REQUIREMENT 1:
Answer these questions from the passage on Chinese ceramics collecting in Japan:
(a) In what year did Idemitsu Sazo acquire his first ceramic object in China?
(b) Where did the large-scale excavation of 1920 take place?
(c) In what year did the Emperor Puyi leave the Forbidden City?

## BEGIN SUPPLIED PASSAGE

IN 1919, Idemitsu Sazo (1885-1981) acquired his first ceramic object in China. It fuelled his interest in Chinese ceramics and he began collecting them in the broader historical perspective of kansho toki, ‘ceramics for visual pleasure’, a movement gathering pace in Japan at the turn of the 20th century. Kansho toki was independent of the prevailing tea ceremony tradition that had confined collecting – until the end of the Meiji era (1868-1912) – to chato, ‘tea ceramics’ held by a small, select and often wealthy, circle. Following the collapse of Qing China (1644-1911), ceramics other than tea wares were beginning to infiltrate Taisho Japan (1912-1926), among them classical Chinese guanyao, ‘official ware’ from the Imperial Collection. The trend gained momentum with the departure of the Emperor Puyi from the Forbidden City in 1924. Around the same time, the first Chinese archaeological excavations were taking place and ceramics never seen before were being unearthed. In 1920, a large-scale excavation in Julu, Hebei uncovered substantial quantities of Cizhou wares buried since the Song (960-1279). Consignments of these and other wares, such as sancai, reaching the Japanese market in the 1920s ignited a collecting fervour as the stigma associated with burial goods dissipated. They also appealed to the instincts of those collecting kansho toki. Japanese scholars of Chinese art at the time were aware that these events inaugurated an unprecedented opportunity to build collections. They also knew that what would follow was a critical period – never to be repeated – in which to do so.

## END SUPPLIED PASSAGE
## BEGIN INFORMATION GIVEN

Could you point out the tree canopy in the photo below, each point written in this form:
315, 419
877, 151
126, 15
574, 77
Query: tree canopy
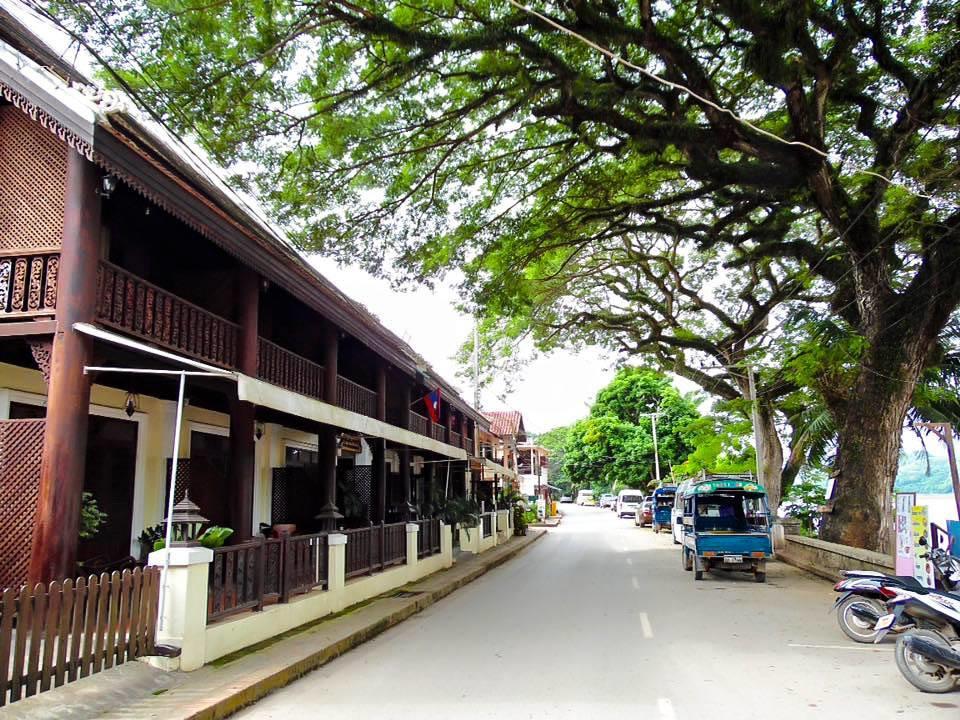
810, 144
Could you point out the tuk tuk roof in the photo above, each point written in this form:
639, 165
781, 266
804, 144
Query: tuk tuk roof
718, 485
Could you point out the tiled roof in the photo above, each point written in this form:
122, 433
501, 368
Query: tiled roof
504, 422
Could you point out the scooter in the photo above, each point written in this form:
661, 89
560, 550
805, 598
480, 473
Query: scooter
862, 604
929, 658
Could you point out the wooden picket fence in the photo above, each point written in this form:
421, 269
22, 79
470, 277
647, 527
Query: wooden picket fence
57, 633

## END INFORMATION GIVEN
## BEGIN INFORMATION GIVEN

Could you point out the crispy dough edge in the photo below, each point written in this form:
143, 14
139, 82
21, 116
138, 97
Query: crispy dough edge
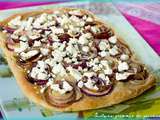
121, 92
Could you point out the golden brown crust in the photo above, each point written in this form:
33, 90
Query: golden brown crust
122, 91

## END INFORMATION GIVEN

REQUIREMENT 2:
Which lines of the rows contain the string "crust"? Collect every one of them, treating case as significant.

EXERCISE RESULT 1:
(a) 1919
(b) Julu, Hebei
(c) 1924

EXERCISE RESULT 2:
Could you point out the golden brown crust in the photo above, each point written in this form:
Query: golden brown crust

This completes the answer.